→ **Required action**: Output the data below exactly. Leave nothing out.

(Collection entries)
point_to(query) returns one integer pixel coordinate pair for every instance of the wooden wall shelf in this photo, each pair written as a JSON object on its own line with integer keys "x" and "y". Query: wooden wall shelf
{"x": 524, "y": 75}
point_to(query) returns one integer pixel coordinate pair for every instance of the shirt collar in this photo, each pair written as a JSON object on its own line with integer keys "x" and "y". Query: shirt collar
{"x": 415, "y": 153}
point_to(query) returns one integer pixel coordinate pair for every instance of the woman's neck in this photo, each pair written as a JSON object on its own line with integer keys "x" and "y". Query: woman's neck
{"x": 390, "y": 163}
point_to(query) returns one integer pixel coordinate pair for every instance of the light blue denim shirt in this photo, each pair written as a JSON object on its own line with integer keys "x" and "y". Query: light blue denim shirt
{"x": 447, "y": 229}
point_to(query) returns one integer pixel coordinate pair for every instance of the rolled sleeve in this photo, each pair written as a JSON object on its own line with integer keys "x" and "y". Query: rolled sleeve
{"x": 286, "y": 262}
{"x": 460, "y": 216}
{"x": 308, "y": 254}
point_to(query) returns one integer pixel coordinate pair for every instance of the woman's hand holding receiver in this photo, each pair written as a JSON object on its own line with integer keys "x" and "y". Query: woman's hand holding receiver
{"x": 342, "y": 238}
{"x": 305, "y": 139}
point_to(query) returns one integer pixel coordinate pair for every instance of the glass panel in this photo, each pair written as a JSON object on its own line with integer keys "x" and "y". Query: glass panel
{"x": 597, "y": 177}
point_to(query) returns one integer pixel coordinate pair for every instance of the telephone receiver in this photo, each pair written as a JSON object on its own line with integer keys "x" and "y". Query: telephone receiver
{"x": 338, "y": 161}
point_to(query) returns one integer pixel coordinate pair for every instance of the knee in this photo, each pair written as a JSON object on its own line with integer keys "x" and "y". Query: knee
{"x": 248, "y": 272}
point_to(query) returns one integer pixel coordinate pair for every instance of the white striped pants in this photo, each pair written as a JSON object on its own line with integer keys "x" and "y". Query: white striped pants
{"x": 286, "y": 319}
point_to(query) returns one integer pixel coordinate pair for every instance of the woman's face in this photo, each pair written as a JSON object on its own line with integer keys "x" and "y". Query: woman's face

→ **Response to this task**:
point_to(query) returns one integer pixel coordinate pair for every instance of the wooden wall shelf in this photo, each pair written as a JSON object on its own line with integer keys "x" and "y". Query: wooden wall shelf
{"x": 524, "y": 75}
point_to(query) returns one integer pixel coordinate pair for every instance of the shirt collar in this photo, each pair written as a JSON object on its own line with integer keys "x" and "y". Query: shirt collar
{"x": 415, "y": 153}
point_to(query) returns one integer pixel coordinate pair for every instance of the woman's neck in this photo, each pair written as a JSON object on its own line with integer keys "x" and "y". Query: woman's neck
{"x": 390, "y": 163}
point_to(query) returns one integer pixel coordinate pair for every instance of the light blue denim shirt in this photo, each pair written as a JSON object on its own line with integer keys "x" and "y". Query: light blue denim shirt
{"x": 447, "y": 229}
point_to(query) returns one integer pixel coordinate pair for every instance of the rolled sleeve in this photo, each pair written as a JSON object on its own line with integer keys "x" and "y". Query: rolled sleeve
{"x": 286, "y": 262}
{"x": 460, "y": 216}
{"x": 308, "y": 254}
point_to(query) returns one integer pixel coordinate pair for every instance of the woman's hand holding receiver in this photo, each pair written as a JSON object on its own line with integer keys "x" and "y". Query: woman's hand holding receiver
{"x": 342, "y": 238}
{"x": 305, "y": 139}
point_to(query) returns one integer pixel coordinate pair for every instance of the glass panel in this photo, each pair written as a JSON object on its own line with integer keys "x" and "y". Query: glass panel
{"x": 597, "y": 177}
point_to(query) returns one integer pixel coordinate pair for every instance of the telephone receiver in this photo, each pair written as a JSON object on its own line with integer keys "x" and "y". Query: telephone receiver
{"x": 338, "y": 161}
point_to(query) returns one integer pixel coordinate pair for every instance of the knee in this photo, each pair written as a JSON object on its own line with integer keys "x" and "y". Query: knee
{"x": 248, "y": 272}
point_to(query) returns one integer pixel coordinate pair for every instance of the white striped pants in this photo, each pair written as a JSON object on its own line with integer keys "x" and "y". Query: white striped pants
{"x": 286, "y": 319}
point_to(query) returns one integer pixel coordinate pair for every instance of the woman's face in this photo, each pair written as a JSON object on its own line with integer keys "x" and "y". Query: woman's face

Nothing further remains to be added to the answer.